◆ **STATED EXERCISE**: Reproduce all of the following data verbatim, keeping every line unchanged and in its original order.

• • • • • • •

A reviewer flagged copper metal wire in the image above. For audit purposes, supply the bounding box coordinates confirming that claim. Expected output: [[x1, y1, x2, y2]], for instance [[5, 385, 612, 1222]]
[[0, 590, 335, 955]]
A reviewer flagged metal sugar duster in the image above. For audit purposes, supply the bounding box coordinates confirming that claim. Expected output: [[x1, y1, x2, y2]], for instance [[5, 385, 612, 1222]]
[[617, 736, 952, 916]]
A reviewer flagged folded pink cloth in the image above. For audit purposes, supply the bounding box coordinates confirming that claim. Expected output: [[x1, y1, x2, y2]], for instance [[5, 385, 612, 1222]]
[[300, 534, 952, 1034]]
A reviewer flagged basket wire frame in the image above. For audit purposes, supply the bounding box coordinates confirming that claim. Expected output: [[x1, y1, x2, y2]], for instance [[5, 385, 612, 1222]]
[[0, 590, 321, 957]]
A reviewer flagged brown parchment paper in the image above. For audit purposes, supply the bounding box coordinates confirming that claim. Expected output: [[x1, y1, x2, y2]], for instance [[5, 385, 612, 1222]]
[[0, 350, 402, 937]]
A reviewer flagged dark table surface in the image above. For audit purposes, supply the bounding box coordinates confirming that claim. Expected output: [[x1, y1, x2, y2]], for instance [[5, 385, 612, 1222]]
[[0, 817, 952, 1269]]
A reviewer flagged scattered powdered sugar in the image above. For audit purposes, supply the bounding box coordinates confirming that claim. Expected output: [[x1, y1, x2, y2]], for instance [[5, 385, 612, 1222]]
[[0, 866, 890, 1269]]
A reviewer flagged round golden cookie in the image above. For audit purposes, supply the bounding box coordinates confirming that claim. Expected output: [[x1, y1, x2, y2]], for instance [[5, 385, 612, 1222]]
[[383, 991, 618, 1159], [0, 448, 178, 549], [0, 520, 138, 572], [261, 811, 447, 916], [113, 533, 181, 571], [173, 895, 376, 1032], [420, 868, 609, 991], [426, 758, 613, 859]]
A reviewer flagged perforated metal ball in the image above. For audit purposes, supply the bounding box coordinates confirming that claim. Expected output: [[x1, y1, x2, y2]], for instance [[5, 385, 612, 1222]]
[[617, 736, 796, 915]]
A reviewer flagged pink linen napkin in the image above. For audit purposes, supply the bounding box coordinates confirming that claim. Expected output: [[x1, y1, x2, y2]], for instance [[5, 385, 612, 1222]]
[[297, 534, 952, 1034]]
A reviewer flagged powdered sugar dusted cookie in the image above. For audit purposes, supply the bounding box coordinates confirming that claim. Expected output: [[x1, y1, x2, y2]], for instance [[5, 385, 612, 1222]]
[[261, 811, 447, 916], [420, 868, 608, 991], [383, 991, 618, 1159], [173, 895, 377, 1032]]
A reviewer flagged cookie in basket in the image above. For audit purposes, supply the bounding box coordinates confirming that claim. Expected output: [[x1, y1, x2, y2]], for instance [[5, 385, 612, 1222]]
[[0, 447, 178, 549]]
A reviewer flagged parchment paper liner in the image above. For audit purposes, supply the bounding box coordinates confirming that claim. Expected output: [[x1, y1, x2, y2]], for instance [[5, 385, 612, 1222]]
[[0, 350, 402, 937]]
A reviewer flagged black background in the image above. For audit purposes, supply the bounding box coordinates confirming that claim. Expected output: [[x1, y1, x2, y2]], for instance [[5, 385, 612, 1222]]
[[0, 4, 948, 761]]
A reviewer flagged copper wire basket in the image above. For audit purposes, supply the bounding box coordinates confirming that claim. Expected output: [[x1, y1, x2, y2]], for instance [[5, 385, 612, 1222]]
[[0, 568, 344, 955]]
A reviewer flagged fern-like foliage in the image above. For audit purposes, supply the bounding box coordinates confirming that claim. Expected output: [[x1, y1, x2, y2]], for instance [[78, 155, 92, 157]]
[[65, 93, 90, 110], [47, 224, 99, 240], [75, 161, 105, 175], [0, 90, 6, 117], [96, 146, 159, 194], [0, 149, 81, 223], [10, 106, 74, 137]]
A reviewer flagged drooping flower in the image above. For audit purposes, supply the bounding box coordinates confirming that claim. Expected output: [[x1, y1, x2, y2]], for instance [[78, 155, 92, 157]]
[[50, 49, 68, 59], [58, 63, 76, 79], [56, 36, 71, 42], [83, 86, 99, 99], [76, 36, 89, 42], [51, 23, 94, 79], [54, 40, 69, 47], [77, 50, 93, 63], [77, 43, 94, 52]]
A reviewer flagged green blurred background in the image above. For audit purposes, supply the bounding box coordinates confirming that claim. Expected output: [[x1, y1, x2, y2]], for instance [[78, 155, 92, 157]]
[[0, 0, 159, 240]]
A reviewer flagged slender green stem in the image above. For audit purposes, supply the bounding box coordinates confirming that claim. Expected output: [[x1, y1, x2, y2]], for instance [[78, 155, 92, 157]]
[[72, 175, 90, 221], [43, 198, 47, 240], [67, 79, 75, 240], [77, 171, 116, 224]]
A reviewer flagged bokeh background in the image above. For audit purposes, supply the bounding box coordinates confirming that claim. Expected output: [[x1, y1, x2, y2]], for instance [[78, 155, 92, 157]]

• • • • • • •

◆ **TASK RESULT**:
A reviewer flagged copper metal wire in the image above. For audit purposes, supply the bounding box coordinates confirming that claim. Expected output: [[x1, y1, x2, y2]], for instance [[5, 385, 612, 1222]]
[[0, 590, 335, 955]]
A reviewer flagged metal sugar duster in the image above. For audit purposes, supply the bounding box coordinates confirming that claim. Expected output: [[x1, y1, x2, y2]], for instance [[5, 385, 612, 1222]]
[[617, 736, 952, 916]]
A reviewer flagged folded pink cloth in the image above. For audit purposes, supply the bounding box coordinates confirming that claim. Expected output: [[x1, y1, x2, y2]], for instance [[5, 385, 612, 1222]]
[[300, 534, 952, 1034]]
A reviewer flagged basket wire frame in the image above. For audit purposes, supply the bounding box coordinates confirming that claim. Expected output: [[x1, y1, x2, y2]], for instance [[5, 385, 612, 1222]]
[[0, 590, 321, 957]]
A reviewer flagged brown parchment paper in the image above. For audit purposes, supply the bounding box coordinates confirming that claim. Expected output: [[x1, y1, x2, y2]], for instance [[5, 385, 612, 1222]]
[[0, 350, 402, 937]]
A reviewer flagged dark table surface in the image above. For audit purposes, supply the bounding box coordinates confirming that claim. Expected output: [[x1, y1, x2, y2]], for instance [[5, 385, 612, 1222]]
[[0, 817, 952, 1269]]
A reviewer flagged scattered powdered sugar in the image above. For audit purposes, supply the bounding box coordinates confirming that claim. Expected output: [[x1, y1, x2, y2]], for instance [[5, 385, 612, 1222]]
[[0, 866, 890, 1269]]
A reviewer flagged round golden cookie in the image above. For audit purposes, supply the bounding box coordinates confirming that claim. Expected output: [[x1, y1, x2, y2]], for instance [[5, 385, 612, 1222]]
[[383, 991, 618, 1159], [0, 448, 178, 549], [0, 520, 138, 572], [261, 811, 447, 916], [113, 533, 181, 571], [173, 895, 376, 1032], [420, 868, 609, 991], [426, 758, 613, 859]]
A reviewer flagged perforated metal ball in the image above. For audit purposes, supply the bounding box coordinates confirming that claim. Expected output: [[x1, y1, x2, y2]], for instance [[5, 385, 612, 1222]]
[[617, 736, 796, 915]]
A reviewer flagged pink linen napkin in the image above. For audit purposes, supply the bounding box coordinates confirming that claim. Expected output: [[x1, y1, x2, y2]], for instance [[5, 385, 612, 1222]]
[[297, 534, 952, 1034]]
A reviewer flagged powdered sugar dusted cookie in the image above. For audit purposes, supply the bounding box coordinates confirming that claim. Expected output: [[x1, y1, x2, y2]], for instance [[5, 385, 612, 1222]]
[[261, 811, 447, 916], [420, 868, 608, 991], [383, 991, 618, 1159], [173, 895, 377, 1032]]
A reviewer flagged cookie in basket in the image above. For audit purposes, supply the bounding box coordinates confirming that claim. Expected output: [[x1, y1, x2, y2]], for instance [[5, 385, 612, 1222]]
[[0, 447, 178, 549]]
A reviewer flagged parchment paper liner in the image above. For audit purposes, supply the bounding box coordinates confirming that claim. Expected output: [[x1, y1, x2, y2]], for instance [[5, 385, 612, 1222]]
[[0, 350, 402, 937]]
A reviewer flagged black background in the image above. For audit purposes, supply the bounding box coordinates confirming that claim. Expected output: [[x1, y1, x2, y2]], for instance [[5, 385, 612, 1222]]
[[0, 4, 948, 761]]
A reviewer flagged copper wire basket in the image above. For audit purposes, supply the bounding box coordinates confirming that claim. Expected output: [[x1, y1, x2, y2]], for instance [[5, 385, 612, 1222]]
[[0, 568, 344, 955]]
A reviewer flagged fern-like foliage in the image above. For audit purposes, supply the bounding box coordinates confirming that claim. Expected output: [[x1, y1, x2, y2]], for instance [[78, 155, 92, 157]]
[[65, 93, 90, 110], [47, 224, 99, 240], [75, 161, 105, 175], [0, 90, 6, 117], [96, 146, 159, 194], [0, 149, 81, 223], [10, 106, 74, 137]]
A reviewer flagged drooping flower in the image above. For audit purposes, supply the bounding box coordinates confirming that claim. Expected output: [[x1, y1, x2, y2]], for instance [[78, 155, 92, 157]]
[[50, 49, 68, 59], [58, 63, 76, 79], [56, 36, 71, 42], [83, 86, 99, 99], [76, 36, 89, 42], [51, 23, 94, 79], [54, 40, 69, 47], [77, 50, 93, 63], [77, 43, 94, 52]]
A reviewer flagged green blurred background in the image above. For audit purposes, supply the bounding box coordinates confirming that claim. Expected output: [[x1, y1, x2, y2]], for instance [[78, 155, 92, 157]]
[[0, 0, 159, 240]]
A reviewer flagged slender green stem in the image above. For audit purposes, supply the bounding box coordinates confirming that claim. Expected output: [[x1, y1, x2, y2]], for instance [[78, 155, 92, 157]]
[[72, 175, 90, 221], [43, 198, 47, 240], [67, 79, 75, 240], [77, 171, 116, 224]]
A reviewer flagged bokeh background in the image above. For audit purposes, supply the bounding box coordinates confirming that claim. Expected output: [[x1, y1, x2, y2]], for instance [[78, 155, 92, 157]]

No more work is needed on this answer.